→ **WHAT YOU SHOULD DO**:
Every single line below has to be printed once more, exactly.

→ **INFORMATION GIVEN**:
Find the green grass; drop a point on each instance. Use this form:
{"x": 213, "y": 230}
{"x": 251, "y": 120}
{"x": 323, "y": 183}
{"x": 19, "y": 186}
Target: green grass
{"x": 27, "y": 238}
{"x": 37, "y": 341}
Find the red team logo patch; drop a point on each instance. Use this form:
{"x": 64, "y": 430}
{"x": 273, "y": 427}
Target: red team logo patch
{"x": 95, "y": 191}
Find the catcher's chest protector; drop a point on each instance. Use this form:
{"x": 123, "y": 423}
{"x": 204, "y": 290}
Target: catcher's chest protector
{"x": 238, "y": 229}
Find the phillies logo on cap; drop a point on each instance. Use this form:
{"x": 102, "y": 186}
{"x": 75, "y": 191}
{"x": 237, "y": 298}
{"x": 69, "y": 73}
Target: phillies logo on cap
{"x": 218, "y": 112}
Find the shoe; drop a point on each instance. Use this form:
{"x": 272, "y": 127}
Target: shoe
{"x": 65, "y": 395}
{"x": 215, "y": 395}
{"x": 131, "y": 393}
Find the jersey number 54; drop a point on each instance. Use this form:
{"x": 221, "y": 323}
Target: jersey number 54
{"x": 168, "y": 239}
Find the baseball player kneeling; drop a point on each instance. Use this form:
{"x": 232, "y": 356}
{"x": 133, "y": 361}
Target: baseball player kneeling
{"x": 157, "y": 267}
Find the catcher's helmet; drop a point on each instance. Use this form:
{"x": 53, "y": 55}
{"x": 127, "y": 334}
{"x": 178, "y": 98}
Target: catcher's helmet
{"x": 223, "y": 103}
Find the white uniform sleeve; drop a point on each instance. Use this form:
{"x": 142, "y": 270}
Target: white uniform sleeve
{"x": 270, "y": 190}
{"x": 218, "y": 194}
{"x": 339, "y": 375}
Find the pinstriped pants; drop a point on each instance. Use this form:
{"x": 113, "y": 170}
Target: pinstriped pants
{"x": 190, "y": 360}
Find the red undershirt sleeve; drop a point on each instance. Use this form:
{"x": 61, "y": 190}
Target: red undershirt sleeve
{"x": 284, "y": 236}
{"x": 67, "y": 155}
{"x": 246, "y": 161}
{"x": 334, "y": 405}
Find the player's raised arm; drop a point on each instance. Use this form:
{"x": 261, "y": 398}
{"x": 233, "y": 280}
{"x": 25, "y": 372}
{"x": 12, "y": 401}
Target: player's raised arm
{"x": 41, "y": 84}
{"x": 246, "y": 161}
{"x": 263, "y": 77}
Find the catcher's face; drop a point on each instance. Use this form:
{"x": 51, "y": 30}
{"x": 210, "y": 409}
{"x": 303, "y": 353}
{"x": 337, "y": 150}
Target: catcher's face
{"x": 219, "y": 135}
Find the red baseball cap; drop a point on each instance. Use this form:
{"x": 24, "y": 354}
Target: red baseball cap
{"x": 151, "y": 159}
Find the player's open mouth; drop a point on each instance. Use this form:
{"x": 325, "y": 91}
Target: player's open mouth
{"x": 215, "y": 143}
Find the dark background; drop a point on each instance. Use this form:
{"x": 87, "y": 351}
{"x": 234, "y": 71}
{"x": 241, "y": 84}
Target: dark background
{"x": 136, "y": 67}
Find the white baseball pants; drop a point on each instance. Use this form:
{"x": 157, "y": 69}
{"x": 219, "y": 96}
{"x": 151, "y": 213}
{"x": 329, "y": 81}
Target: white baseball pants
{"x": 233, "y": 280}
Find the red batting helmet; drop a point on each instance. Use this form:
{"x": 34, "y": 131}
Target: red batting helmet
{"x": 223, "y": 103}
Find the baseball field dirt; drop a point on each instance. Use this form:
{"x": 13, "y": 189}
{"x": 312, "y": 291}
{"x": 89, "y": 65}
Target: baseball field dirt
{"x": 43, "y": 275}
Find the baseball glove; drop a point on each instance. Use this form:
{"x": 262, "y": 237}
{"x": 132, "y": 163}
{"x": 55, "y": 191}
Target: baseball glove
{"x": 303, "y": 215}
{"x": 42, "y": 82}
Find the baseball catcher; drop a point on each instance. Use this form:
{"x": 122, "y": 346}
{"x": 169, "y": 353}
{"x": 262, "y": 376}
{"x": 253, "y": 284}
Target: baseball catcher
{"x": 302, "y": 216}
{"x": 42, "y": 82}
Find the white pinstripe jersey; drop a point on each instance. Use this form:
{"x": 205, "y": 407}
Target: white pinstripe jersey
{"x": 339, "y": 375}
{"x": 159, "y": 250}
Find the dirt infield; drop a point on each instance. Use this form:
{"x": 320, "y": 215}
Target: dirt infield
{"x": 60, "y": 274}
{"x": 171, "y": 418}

→ **PROBLEM SOLUTION**:
Find the green grass; drop a point on each instance. Use this form:
{"x": 213, "y": 230}
{"x": 251, "y": 120}
{"x": 323, "y": 183}
{"x": 19, "y": 186}
Target: green grass
{"x": 27, "y": 238}
{"x": 37, "y": 341}
Find the red team logo patch; drop a point on each instance. Use this form:
{"x": 64, "y": 430}
{"x": 273, "y": 427}
Target: red team logo patch
{"x": 95, "y": 191}
Find the catcher's chest protector; drop a point on each instance. Use this form:
{"x": 123, "y": 423}
{"x": 204, "y": 290}
Target: catcher's chest protector
{"x": 238, "y": 229}
Find the phillies logo on cap; drop a point on each instance. Use this form:
{"x": 102, "y": 186}
{"x": 75, "y": 191}
{"x": 237, "y": 298}
{"x": 69, "y": 73}
Target: phillies logo on cap
{"x": 218, "y": 112}
Find the shoe; drop a point on each instance. Use this form:
{"x": 272, "y": 127}
Target: shoe
{"x": 65, "y": 395}
{"x": 215, "y": 395}
{"x": 131, "y": 393}
Find the jersey number 54; drop a point on each instance. Use this form:
{"x": 221, "y": 323}
Target: jersey number 54
{"x": 168, "y": 239}
Find the baseball player kneeling; drop a point on each instance. Use this form:
{"x": 232, "y": 356}
{"x": 133, "y": 361}
Target: baseball player kneeling
{"x": 157, "y": 267}
Find the catcher's helmet; drop a point on each instance. Use this form:
{"x": 53, "y": 55}
{"x": 127, "y": 334}
{"x": 178, "y": 98}
Target: catcher's helmet
{"x": 223, "y": 103}
Find the white uniform sleeve; drop a point on each instance. Use this form:
{"x": 142, "y": 270}
Target: white uniform sleeve
{"x": 270, "y": 190}
{"x": 218, "y": 194}
{"x": 339, "y": 375}
Find the pinstriped pants; drop a point on each instance. Use this form:
{"x": 113, "y": 170}
Target: pinstriped pants
{"x": 190, "y": 360}
Find the red undershirt sleeve; drop a point on each instance. Use this form:
{"x": 61, "y": 190}
Target: red undershirt sleeve
{"x": 284, "y": 236}
{"x": 67, "y": 155}
{"x": 246, "y": 161}
{"x": 334, "y": 405}
Find the player's raised arm; drop a point on each instance. Use this form:
{"x": 261, "y": 398}
{"x": 233, "y": 280}
{"x": 25, "y": 372}
{"x": 12, "y": 401}
Target: player's raised arm
{"x": 41, "y": 84}
{"x": 246, "y": 161}
{"x": 263, "y": 77}
Find the catcher's face; drop a point on each instance. Use this form:
{"x": 51, "y": 30}
{"x": 210, "y": 409}
{"x": 303, "y": 353}
{"x": 337, "y": 150}
Target: catcher's face
{"x": 219, "y": 135}
Find the red baseball cap; drop a point on each instance. Use this form:
{"x": 24, "y": 354}
Target: red baseball cap
{"x": 151, "y": 159}
Find the player's open mouth; drop a point on each instance. Use this form:
{"x": 325, "y": 91}
Target: player's open mouth
{"x": 215, "y": 143}
Find the dark background; drop a point on each instance. Use this form:
{"x": 87, "y": 351}
{"x": 234, "y": 71}
{"x": 241, "y": 84}
Target: dark background
{"x": 136, "y": 67}
Find the white baseball pants; drop a point on each instance. Use this form:
{"x": 157, "y": 69}
{"x": 219, "y": 96}
{"x": 151, "y": 213}
{"x": 329, "y": 81}
Target: white baseball pants
{"x": 233, "y": 280}
Find the red batting helmet; drop a point on each instance. Use this form:
{"x": 34, "y": 131}
Target: red batting helmet
{"x": 223, "y": 103}
Find the baseball field dirt; drop a point on each instance. Use this form:
{"x": 13, "y": 189}
{"x": 312, "y": 291}
{"x": 89, "y": 65}
Target: baseball field dirt
{"x": 43, "y": 275}
Find the baseball glove; drop a point on each instance. Use this form:
{"x": 262, "y": 237}
{"x": 132, "y": 163}
{"x": 55, "y": 191}
Target: baseball glove
{"x": 303, "y": 215}
{"x": 42, "y": 82}
Find the baseball catcher; drop a point on each instance. Use this form:
{"x": 122, "y": 346}
{"x": 169, "y": 353}
{"x": 262, "y": 376}
{"x": 253, "y": 284}
Target: baseball catcher
{"x": 302, "y": 216}
{"x": 42, "y": 82}
Find the white pinstripe jersey; drop a point on each instance. Use this form:
{"x": 205, "y": 407}
Target: white pinstripe jersey
{"x": 339, "y": 375}
{"x": 159, "y": 250}
Find the dirt infield; drop a point on each instance. Use this form:
{"x": 320, "y": 215}
Target: dirt infield
{"x": 60, "y": 274}
{"x": 171, "y": 418}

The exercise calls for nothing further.